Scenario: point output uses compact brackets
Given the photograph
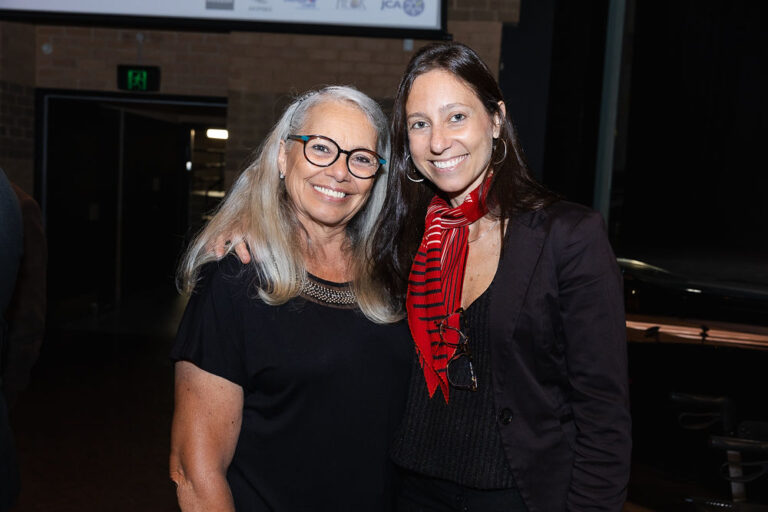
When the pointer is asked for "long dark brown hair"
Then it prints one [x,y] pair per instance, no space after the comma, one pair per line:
[512,190]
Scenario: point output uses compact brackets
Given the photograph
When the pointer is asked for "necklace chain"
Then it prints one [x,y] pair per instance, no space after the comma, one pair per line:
[328,294]
[481,235]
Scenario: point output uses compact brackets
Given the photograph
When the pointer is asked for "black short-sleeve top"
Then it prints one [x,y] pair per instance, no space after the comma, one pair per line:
[324,391]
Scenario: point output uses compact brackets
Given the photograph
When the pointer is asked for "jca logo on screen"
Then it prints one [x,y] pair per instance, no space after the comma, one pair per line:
[411,7]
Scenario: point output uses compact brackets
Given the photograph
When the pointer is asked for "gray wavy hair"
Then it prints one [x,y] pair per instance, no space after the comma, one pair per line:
[258,206]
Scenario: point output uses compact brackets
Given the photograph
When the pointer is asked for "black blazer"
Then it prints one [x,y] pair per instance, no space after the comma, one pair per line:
[559,361]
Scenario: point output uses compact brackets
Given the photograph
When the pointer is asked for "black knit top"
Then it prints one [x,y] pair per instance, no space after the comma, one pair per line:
[458,441]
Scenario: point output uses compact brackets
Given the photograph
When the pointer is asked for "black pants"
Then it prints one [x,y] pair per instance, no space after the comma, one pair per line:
[425,494]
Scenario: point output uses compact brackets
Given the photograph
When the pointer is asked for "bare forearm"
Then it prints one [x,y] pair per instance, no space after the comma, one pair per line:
[209,493]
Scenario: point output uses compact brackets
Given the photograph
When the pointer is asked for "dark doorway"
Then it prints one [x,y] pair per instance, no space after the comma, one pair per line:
[116,181]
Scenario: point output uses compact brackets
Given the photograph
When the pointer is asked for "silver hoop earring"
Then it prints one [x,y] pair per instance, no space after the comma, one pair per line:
[505,152]
[413,168]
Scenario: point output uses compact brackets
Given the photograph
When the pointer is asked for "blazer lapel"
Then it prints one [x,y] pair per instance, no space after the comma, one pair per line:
[522,249]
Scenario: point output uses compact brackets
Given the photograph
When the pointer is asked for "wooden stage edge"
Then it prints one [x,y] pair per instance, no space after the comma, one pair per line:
[657,329]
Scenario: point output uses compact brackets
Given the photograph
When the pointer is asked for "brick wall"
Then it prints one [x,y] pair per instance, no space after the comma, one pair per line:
[86,58]
[17,96]
[257,72]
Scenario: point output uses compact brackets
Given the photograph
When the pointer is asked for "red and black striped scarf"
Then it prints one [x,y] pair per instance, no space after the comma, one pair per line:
[436,281]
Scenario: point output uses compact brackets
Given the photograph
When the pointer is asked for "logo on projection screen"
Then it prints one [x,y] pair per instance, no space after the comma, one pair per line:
[227,5]
[411,7]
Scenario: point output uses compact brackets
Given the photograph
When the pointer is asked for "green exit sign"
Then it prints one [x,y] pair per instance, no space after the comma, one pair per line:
[138,78]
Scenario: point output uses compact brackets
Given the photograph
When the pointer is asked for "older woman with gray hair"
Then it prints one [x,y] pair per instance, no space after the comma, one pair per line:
[291,372]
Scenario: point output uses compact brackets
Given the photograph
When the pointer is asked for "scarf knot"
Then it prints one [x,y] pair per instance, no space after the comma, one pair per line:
[436,280]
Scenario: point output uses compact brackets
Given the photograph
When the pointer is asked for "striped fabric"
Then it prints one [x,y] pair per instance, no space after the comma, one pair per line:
[436,280]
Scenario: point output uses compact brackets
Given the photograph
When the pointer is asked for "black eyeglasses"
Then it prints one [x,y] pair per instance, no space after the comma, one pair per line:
[460,368]
[323,152]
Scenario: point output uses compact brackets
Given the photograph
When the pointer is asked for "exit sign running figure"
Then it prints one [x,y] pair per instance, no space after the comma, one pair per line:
[138,78]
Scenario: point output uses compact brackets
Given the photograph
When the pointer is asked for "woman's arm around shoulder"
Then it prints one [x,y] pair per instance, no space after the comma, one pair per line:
[593,323]
[206,425]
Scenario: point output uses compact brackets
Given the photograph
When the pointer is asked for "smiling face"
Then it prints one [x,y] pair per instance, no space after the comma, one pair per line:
[450,133]
[328,197]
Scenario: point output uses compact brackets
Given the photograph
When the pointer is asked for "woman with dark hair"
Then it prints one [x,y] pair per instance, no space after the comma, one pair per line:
[519,400]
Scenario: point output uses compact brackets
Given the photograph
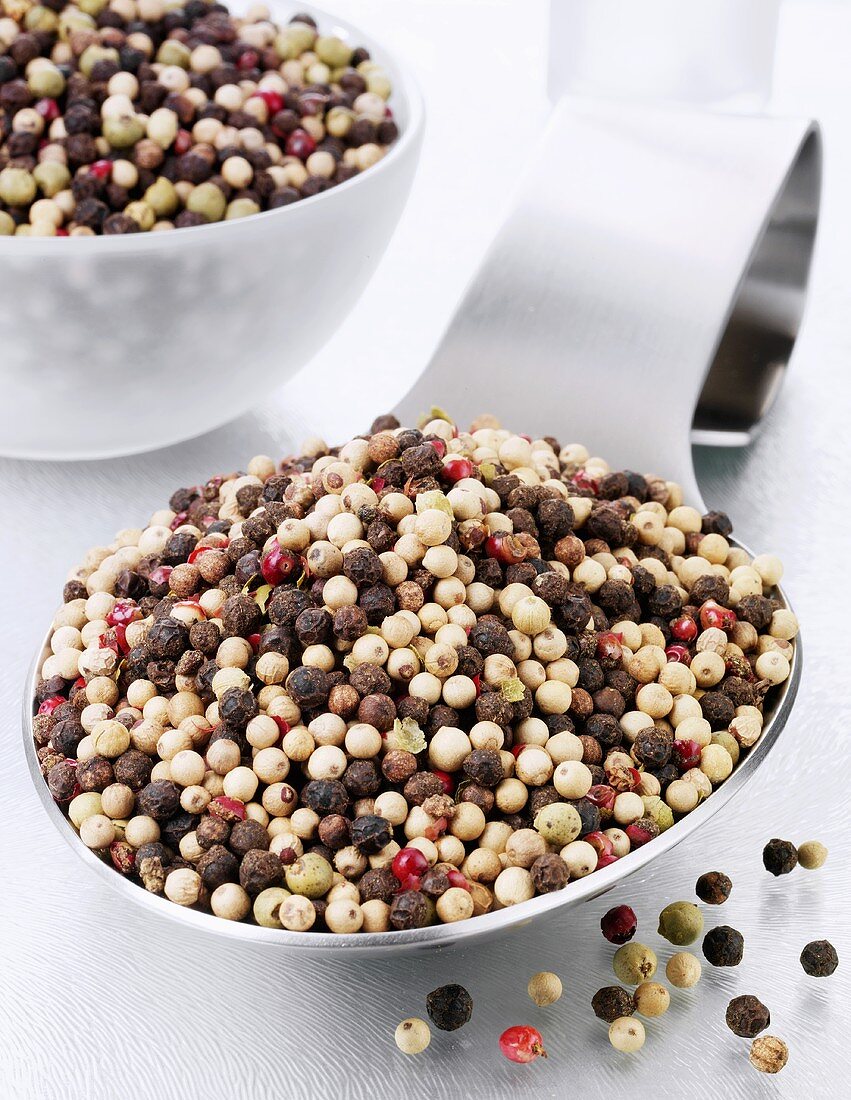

_Task directions_:
Search term "exit": return each line of the data that contains it.

_Solution_:
When the pointer is asked for "green exit sign"
When the pointer is asked for "exit sign running figure"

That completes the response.